> [Exercise directions]
From the line containing "Each instance receives one keypoint. Annotate the shoreline" through the final line of the records, reproduce every line exactly.
Start of Provided material
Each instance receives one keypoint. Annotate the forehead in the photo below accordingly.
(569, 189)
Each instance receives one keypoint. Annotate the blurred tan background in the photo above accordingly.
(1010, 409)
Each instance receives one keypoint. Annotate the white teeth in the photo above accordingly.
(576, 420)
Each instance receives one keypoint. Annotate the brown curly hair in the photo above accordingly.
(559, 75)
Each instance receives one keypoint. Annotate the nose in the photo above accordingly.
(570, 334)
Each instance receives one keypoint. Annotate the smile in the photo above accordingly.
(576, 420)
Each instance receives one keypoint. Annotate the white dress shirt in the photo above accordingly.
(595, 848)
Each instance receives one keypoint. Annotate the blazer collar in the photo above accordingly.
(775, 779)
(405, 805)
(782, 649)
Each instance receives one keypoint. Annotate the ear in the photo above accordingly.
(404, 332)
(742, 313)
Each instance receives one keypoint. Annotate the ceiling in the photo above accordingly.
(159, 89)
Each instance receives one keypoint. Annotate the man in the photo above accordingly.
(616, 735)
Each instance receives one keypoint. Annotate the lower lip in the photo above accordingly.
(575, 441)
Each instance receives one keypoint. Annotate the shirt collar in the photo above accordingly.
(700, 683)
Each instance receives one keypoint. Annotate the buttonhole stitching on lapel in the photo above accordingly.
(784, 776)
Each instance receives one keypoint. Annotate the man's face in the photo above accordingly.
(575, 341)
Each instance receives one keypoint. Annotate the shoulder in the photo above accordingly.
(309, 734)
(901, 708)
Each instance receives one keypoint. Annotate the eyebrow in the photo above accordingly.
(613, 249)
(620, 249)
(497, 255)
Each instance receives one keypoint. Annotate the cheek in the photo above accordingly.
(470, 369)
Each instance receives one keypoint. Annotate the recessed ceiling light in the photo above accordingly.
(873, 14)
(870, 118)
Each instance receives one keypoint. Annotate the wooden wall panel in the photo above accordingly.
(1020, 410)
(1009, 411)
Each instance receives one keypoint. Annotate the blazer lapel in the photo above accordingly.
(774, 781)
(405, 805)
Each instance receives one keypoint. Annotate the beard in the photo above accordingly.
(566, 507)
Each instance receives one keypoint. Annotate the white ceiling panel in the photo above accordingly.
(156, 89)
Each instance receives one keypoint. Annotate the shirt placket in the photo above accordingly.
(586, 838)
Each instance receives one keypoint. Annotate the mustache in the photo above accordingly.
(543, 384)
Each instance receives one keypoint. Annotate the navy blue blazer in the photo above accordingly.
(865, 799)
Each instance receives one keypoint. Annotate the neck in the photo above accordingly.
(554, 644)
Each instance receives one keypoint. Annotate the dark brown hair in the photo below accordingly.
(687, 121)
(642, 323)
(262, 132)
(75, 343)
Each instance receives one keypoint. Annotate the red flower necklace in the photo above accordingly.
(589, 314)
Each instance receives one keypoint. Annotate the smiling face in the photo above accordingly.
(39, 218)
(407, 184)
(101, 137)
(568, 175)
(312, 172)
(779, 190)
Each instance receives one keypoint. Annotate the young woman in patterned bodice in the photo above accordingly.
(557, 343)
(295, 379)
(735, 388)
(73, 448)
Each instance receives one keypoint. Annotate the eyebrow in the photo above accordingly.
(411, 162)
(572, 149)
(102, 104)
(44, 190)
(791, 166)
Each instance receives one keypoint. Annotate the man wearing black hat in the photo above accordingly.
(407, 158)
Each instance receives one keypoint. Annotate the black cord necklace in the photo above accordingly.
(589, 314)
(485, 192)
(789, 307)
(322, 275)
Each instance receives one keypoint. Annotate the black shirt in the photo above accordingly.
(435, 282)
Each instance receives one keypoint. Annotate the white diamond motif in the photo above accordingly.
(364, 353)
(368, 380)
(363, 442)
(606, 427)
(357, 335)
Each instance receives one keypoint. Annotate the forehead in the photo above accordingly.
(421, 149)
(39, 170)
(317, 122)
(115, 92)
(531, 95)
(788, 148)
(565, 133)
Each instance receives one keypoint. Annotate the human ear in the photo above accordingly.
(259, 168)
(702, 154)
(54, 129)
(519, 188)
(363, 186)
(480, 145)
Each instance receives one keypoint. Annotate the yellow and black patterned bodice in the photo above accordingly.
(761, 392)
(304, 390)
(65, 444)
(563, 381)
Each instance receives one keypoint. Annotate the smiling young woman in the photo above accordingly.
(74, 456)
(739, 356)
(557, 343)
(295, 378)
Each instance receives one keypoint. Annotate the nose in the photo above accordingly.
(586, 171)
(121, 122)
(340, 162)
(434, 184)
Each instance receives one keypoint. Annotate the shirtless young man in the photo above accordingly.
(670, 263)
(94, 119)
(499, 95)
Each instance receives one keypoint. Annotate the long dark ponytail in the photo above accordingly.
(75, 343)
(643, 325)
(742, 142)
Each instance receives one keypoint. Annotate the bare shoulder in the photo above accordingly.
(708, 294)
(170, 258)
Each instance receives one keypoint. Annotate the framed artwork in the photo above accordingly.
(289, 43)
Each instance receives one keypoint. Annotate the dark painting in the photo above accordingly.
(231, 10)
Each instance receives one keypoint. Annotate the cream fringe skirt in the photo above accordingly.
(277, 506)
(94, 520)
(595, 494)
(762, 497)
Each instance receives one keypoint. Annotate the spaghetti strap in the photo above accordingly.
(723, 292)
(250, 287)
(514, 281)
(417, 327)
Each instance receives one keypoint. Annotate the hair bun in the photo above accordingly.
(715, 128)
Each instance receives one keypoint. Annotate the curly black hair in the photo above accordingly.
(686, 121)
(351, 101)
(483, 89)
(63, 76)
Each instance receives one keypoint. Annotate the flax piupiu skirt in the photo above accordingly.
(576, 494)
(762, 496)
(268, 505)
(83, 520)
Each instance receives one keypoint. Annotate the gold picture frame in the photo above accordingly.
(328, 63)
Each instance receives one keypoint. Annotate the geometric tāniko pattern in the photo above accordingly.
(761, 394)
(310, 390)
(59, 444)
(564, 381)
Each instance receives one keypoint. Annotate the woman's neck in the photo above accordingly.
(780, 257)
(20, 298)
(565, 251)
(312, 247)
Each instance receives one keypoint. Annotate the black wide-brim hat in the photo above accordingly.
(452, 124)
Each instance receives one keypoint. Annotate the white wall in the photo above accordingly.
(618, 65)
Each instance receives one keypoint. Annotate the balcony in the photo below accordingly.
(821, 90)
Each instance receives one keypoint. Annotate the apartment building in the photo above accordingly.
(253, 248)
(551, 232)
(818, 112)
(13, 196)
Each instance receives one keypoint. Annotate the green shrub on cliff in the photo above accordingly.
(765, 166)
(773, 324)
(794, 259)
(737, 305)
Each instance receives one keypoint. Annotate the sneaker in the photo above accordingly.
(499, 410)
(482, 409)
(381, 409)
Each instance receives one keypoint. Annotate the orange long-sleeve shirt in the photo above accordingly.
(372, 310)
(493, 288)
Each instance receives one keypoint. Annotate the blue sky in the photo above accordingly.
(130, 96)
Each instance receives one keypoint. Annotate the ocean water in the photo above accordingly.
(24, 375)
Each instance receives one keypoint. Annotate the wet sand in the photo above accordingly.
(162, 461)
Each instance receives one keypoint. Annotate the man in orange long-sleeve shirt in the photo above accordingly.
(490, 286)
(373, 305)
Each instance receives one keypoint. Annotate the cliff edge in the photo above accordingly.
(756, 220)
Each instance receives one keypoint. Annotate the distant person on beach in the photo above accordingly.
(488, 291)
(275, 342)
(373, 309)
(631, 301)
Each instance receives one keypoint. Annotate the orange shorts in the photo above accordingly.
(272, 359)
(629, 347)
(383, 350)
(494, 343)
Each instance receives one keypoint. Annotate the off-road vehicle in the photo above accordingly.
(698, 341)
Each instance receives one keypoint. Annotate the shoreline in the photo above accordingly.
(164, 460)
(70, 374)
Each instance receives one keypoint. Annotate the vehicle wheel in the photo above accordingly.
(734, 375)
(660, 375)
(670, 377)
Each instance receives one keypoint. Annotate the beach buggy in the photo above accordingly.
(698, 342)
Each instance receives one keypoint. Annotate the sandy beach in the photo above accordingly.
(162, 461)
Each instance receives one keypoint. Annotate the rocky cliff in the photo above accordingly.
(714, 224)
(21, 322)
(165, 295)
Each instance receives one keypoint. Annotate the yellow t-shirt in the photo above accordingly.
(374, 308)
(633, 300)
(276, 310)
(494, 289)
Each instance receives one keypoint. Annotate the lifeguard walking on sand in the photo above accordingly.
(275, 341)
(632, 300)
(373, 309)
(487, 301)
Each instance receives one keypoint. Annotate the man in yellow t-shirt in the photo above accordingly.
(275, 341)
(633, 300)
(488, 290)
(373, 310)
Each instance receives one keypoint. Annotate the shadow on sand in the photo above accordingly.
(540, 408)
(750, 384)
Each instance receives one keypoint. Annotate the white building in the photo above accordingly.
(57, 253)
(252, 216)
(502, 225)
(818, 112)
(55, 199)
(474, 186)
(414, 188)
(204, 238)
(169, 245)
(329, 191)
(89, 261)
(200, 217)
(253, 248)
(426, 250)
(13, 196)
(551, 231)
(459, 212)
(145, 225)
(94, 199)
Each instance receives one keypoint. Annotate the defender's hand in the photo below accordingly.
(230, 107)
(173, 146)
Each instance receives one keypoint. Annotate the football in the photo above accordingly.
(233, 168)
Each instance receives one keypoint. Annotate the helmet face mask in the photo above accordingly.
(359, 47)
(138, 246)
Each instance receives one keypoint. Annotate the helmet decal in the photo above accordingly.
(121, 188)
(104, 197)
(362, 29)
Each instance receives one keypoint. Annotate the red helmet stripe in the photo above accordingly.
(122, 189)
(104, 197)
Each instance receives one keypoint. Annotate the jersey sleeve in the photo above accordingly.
End of Provided material
> [The completed task]
Each instance receives one keypoint. Annotate the shoreline in the photo above accordingly.
(164, 460)
(70, 374)
Each instance receives one keypoint. Annotate the vehicle wheel in the photo above accordingly.
(734, 375)
(660, 375)
(670, 377)
Each instance receives one keypoint. Annotate the beach buggy in the photo above accordingly.
(698, 342)
Each instance receives one keypoint. Annotate the sandy beach in the photo above accordingly.
(162, 461)
Each instance receives one keypoint. Annotate the rocky cliff in the photo above accordingly.
(714, 224)
(21, 322)
(165, 295)
Each instance receives one keypoint. Annotate the yellow t-shirt in the photo above accordingly.
(374, 308)
(633, 300)
(276, 310)
(494, 289)
Each instance receives one keypoint. Annotate the lifeguard walking on sand in the photo above accordingly.
(275, 341)
(632, 300)
(373, 309)
(487, 301)
Each instance receives one keypoint. Annotate the man in yellow t-shirt in the photo above accordingly.
(275, 341)
(633, 300)
(488, 290)
(373, 310)
Each instance receives one keypoint. Annotate the shadow on sand in the photo above accordingly.
(540, 408)
(750, 384)
Each instance receives one keypoint. Annotate the white building in the photo above accordingly.
(57, 253)
(252, 216)
(502, 225)
(818, 112)
(55, 199)
(474, 186)
(414, 188)
(204, 238)
(169, 245)
(329, 191)
(89, 261)
(200, 217)
(253, 248)
(426, 250)
(13, 196)
(551, 231)
(459, 212)
(145, 225)
(94, 199)
Each instance receives one keypoint. Annotate the defender's hand in the photo below accordingly.
(230, 107)
(173, 146)
Each instance receives one keypoint. Annotate the football in the photo above accordingly.
(233, 168)
Each instance receives one keypoint. Annotate the helmet face mask in the photo above accordingly.
(359, 47)
(138, 246)
Each instance receives one keypoint. Annotate the helmet decal in the photo above accordingly.
(121, 188)
(104, 197)
(362, 29)
Each instance receives one keypoint. Annotate the red helmet stripe in the photo above accordingly.
(122, 189)
(104, 197)
Each instance receives one keypoint. Annotate the jersey sleeve in the photo above accordingly.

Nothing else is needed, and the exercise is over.